# FRAGMENTO SELECCIONADO
◇ ◇ ◇ ◇ ◇ ◇ ◇

Regreso a las vestiduras, nunca rasgadas, porque el buzo no sabría qué decir si se le interrogara por cosas de esa patraña llamada ética. Vestiduras, pues, ligeras: apenas, bajo un albornoz evidentemente desatado, un bañador que dilata el pecho y resalta los bultos naturales de los órganos con los que algunos meditan, unas ampulosas gafas y un relumbrante gorro que hace de su cabeza casi boya de señales, para que nadie le ignore y, hasta en esta pose estrafalaria, pueda ser centro de circunferencia y recordatorio permanente de quién paga la fiesta. (Y aquí debo hacer un excurso: interesante sería saber de qué acudieron disimulados el resto de las mascaritas, que haberlas las hubo, pues nunca un disfrazado de buzo consentiría un trance en el que no hubiera espectadores, que sus buenos euros le costarían, seguro. Pero como todo esto es, obviamente, hipotético, dejo al lector que barrunte sus respuestas. En cierto modo, quizá, no queremos saberlas). Disfraz, pues, que oculta cara y da culto al cuerpo. Como quien ofrece sobre y se guarda para sí el remite. Aunque todos le reconozcan en su derrochona simpatía.

◇ ◇ ◇ ◇ ◇ ◇ ◇

# LISTADO DE DATOS
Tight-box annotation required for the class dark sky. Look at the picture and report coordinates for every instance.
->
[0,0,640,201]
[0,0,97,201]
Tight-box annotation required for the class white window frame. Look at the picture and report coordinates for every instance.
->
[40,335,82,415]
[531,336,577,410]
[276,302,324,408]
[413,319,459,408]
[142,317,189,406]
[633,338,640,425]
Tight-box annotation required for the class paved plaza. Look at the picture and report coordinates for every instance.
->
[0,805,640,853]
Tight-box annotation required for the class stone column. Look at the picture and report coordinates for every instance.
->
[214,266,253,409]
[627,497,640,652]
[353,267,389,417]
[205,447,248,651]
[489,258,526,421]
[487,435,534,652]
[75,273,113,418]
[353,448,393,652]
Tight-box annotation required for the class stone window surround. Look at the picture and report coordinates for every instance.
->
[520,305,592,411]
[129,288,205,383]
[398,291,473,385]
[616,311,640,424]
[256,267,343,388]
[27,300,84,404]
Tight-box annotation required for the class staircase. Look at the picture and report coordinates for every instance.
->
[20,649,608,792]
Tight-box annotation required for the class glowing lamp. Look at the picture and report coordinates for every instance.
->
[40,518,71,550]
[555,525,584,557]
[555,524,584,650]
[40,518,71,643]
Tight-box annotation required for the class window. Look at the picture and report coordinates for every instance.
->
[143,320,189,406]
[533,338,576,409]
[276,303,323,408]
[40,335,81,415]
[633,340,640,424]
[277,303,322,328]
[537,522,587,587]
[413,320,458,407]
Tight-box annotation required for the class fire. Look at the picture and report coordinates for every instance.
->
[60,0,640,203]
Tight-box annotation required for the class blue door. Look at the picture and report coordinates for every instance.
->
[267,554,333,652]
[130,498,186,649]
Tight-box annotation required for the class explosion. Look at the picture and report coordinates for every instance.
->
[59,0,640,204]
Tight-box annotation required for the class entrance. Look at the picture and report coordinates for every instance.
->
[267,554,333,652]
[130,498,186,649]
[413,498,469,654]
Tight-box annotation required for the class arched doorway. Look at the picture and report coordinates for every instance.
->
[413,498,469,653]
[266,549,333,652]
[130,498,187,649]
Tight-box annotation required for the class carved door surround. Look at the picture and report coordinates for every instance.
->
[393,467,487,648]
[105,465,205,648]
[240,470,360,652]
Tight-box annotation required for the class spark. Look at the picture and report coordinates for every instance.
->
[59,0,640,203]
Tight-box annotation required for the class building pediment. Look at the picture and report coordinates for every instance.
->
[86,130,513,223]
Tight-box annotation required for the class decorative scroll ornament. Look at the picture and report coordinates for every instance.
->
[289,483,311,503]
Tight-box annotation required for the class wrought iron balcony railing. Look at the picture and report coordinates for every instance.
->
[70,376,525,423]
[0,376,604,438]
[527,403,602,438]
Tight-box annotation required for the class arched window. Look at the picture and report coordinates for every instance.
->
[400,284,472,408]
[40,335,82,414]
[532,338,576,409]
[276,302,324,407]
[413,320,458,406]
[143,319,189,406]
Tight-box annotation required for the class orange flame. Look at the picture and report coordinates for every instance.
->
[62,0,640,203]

◇ ◇ ◇ ◇ ◇ ◇ ◇

# EJERCICIOS
1. Enumera todas las prendas y complementos del disfraz de buzo que se mencionan en el fragmento.
2. Según el fragmento, ¿qué oculta el disfraz y a qué da culto?
Las filas no guardan ninguna relación con el fragmento.

# RESPUESTAS POR EJERCICIO
1. Un albornoz, un bañador, unas gafas y un gorro.

2. Oculta la cara y da culto al cuerpo.